> BRANO FORNITO
Archivio film Cinema News — 27 Ottobre 2020

“E l’Italia giocava alle carte e parlava di calcio nei bar e l’Italia rideva e cantava. Pssss Pssss..”

(Giorgio Gaber – La presa del potere – dall’album Far finta di essere sani 1973)

Doveva arrivare prima o poi in un paese allo stremo delle forze culturali e ideologiche, in cui l’attesa di ogni DPCM diventa l’attesa di una sentenza di messa a morte, la voglia (più che la volontà)

di mettere in burla questa tragedia pandemico-politico-economica.

Lo scorso 15 ottobre esce in sala Lockdown all’italiana prima regia di Enrico Vanzina, il quale orfano di Carlo prova a cimentarsi con l’urgenza bruciante dell’attualità

in forma di commedia di costume. Quello che ne viene fuori è un istant-movie in cui si cerca disperatamente di leggere il presente rimpiangendo il passato(sia sociale che cinematgrafico)annaspando nel marasma generale tra gag e battute putrefatte e imbarazzanti momenti di riflessione.

> ATTIVITÀ
Puoi trascrivere parola per parola la parte del testo su Lockdown all'italiana che comincia con "Archivio film Cinema" e si chiude con "essere sani 1973)"?

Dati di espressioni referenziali
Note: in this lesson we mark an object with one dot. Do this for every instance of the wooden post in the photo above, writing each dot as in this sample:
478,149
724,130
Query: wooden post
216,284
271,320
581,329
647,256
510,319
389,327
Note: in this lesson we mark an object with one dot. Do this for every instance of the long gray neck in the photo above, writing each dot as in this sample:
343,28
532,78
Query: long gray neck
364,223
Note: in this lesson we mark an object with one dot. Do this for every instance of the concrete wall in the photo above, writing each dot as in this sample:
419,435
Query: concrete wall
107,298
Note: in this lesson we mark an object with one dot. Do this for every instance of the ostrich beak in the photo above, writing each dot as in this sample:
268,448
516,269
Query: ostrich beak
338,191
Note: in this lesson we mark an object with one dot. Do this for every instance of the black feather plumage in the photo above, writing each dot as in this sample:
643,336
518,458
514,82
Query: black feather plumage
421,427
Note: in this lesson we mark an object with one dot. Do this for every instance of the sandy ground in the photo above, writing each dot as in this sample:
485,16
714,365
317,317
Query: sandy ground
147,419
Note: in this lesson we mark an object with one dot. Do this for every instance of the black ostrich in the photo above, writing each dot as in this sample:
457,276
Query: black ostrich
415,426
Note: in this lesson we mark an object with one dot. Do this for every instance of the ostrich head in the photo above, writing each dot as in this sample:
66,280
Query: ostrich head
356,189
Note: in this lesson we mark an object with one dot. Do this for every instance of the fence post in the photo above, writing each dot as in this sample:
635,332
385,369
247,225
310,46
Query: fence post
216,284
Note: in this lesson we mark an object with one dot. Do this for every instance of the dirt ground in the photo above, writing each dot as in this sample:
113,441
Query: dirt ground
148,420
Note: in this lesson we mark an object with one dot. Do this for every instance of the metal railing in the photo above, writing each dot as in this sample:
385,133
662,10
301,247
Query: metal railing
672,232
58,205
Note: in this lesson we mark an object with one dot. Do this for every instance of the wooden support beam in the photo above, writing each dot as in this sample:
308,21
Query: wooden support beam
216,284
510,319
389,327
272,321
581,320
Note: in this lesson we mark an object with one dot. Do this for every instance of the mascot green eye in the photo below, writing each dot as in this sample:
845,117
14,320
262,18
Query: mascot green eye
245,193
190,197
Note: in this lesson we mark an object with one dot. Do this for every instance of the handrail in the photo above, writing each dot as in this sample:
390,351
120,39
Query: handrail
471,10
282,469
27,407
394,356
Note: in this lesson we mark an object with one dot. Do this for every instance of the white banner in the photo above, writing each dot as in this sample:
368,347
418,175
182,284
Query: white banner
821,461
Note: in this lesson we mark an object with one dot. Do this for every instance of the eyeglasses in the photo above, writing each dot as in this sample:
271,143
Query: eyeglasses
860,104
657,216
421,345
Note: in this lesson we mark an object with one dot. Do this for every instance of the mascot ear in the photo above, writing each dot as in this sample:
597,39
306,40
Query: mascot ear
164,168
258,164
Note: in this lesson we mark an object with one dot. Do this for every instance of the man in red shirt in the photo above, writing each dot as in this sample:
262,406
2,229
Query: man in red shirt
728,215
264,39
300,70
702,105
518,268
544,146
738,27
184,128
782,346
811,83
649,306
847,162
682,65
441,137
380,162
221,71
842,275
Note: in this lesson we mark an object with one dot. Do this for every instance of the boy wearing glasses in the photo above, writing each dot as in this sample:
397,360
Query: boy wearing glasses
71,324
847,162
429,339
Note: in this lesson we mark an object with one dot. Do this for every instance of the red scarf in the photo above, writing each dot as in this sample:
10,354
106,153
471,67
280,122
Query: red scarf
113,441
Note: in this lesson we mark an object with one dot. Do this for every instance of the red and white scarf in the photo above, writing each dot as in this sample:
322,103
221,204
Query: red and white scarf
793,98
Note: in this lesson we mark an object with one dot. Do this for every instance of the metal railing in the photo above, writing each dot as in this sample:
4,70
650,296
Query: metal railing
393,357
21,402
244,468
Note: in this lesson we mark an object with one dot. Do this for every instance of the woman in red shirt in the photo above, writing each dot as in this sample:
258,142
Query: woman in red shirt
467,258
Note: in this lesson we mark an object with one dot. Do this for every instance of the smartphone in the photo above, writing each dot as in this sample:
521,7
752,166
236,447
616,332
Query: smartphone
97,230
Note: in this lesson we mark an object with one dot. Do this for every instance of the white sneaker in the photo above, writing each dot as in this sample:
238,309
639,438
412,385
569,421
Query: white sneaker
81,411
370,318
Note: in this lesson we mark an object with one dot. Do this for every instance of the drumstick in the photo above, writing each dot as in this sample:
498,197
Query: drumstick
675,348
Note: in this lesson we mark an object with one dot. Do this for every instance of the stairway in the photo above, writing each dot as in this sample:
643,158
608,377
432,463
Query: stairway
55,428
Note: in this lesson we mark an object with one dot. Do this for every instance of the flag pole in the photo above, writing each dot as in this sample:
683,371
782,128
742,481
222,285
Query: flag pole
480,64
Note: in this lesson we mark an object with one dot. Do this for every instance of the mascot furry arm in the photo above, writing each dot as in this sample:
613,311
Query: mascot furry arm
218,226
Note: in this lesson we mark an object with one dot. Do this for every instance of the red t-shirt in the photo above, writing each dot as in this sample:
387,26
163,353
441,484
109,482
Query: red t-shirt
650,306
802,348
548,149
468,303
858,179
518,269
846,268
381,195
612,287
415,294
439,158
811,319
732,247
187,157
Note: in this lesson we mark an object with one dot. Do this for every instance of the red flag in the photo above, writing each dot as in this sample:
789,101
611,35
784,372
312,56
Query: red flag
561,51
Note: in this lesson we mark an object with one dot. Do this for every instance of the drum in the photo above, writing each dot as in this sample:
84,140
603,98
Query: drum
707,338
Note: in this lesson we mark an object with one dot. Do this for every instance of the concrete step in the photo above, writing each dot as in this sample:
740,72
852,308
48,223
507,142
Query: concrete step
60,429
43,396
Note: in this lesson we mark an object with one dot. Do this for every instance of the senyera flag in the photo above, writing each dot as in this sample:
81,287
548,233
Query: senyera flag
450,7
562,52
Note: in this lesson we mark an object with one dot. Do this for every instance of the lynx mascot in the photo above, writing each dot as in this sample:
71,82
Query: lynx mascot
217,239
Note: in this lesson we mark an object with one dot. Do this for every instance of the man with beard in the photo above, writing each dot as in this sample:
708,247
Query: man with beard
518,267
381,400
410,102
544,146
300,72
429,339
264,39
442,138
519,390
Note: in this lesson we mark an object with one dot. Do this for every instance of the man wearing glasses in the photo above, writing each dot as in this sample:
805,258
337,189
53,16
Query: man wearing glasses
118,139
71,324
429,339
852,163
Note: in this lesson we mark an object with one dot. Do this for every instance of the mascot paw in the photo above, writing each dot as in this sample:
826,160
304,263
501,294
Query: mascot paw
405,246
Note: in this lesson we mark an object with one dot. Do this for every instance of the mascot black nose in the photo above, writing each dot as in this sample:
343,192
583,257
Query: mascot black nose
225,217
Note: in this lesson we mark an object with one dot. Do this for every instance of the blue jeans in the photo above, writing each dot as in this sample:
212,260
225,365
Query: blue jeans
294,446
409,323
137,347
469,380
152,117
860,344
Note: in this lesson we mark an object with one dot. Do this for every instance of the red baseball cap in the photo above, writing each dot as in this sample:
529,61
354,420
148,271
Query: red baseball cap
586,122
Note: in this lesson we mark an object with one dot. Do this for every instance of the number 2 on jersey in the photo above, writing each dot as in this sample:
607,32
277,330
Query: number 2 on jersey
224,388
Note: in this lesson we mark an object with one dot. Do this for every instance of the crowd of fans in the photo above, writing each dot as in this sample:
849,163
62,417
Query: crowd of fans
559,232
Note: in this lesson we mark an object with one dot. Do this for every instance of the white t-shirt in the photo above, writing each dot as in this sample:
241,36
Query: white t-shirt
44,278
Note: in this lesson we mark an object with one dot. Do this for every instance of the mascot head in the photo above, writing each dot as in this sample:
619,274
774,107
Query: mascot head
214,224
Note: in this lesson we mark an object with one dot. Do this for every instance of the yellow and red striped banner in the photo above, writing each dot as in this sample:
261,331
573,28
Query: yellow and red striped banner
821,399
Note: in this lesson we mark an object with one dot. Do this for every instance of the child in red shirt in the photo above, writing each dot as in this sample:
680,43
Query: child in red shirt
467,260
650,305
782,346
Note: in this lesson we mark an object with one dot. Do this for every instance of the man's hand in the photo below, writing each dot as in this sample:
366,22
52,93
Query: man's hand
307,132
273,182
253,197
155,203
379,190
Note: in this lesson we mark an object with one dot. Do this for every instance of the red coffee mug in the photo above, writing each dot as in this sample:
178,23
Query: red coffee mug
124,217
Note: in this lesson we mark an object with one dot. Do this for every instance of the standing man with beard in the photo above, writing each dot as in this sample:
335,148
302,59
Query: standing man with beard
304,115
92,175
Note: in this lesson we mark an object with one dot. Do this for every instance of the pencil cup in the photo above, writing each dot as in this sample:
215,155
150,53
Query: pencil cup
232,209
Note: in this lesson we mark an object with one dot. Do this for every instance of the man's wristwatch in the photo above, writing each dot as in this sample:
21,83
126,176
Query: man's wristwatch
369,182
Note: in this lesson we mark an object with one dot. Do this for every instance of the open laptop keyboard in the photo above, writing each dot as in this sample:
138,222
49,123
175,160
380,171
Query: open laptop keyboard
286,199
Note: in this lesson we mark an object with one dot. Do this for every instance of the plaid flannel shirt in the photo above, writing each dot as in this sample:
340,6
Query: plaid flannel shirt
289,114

> RISULTATO
Archivio film Cinema News — 27 Ottobre 2020

“E l’Italia giocava alle carte e parlava di calcio nei bar e l’Italia rideva e cantava. Pssss Pssss..”

(Giorgio Gaber – La presa del potere – dall’album Far finta di essere sani 1973)